## EXERCISE DESCRIPTION
Show every line in the rows below that contains the word "panel".

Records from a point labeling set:
------------------------------------------------------------------------
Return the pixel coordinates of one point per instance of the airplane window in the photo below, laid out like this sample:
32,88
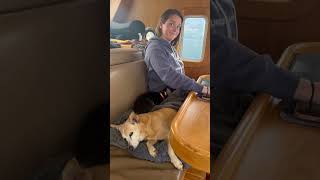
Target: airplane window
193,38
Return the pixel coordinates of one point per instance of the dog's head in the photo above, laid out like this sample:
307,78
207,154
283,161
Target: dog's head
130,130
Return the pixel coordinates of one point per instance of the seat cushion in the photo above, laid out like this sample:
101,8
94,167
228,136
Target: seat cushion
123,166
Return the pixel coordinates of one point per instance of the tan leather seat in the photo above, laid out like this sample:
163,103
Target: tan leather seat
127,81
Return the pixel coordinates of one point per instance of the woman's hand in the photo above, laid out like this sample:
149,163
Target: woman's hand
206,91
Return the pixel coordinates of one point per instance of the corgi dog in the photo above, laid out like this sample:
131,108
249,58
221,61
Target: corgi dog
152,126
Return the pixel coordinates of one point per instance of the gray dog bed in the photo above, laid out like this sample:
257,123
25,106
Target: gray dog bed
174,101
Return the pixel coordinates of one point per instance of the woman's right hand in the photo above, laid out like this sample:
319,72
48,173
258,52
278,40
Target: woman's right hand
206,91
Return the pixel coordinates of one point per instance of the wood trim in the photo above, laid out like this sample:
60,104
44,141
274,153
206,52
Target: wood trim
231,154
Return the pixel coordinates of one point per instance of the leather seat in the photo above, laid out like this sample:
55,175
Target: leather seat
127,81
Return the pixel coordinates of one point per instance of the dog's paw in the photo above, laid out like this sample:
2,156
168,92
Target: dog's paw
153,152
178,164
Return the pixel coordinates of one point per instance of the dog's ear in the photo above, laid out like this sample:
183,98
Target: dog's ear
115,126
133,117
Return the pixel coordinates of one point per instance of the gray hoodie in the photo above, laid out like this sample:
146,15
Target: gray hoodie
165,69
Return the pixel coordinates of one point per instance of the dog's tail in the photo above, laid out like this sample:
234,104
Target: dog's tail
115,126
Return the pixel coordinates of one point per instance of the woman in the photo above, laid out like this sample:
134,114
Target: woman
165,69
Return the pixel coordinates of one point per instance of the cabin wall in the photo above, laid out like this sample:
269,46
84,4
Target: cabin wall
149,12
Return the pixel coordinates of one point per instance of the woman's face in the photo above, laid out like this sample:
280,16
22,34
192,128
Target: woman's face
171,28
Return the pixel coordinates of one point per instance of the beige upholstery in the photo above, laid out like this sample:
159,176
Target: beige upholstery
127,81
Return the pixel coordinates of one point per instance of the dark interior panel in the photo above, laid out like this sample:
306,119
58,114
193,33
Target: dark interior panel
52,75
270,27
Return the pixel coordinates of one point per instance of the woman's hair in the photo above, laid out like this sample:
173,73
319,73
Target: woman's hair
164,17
------------------------------------------------------------------------
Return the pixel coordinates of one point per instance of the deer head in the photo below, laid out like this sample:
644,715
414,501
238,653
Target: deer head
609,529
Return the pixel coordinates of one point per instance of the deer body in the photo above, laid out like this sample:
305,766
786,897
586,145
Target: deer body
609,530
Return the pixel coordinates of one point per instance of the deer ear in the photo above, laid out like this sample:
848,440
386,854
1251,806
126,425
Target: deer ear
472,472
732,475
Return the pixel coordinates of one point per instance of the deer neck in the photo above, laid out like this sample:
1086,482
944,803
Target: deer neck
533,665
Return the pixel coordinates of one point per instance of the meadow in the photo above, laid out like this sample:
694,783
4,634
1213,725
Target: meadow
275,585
------------------------------------------------------------------------
## RESPONSE FOR THIS EXERCISE
Return the pixel coordinates of one point per instance of the dark interior panel in the photo above, laid out like this sample:
Target: dark interior panel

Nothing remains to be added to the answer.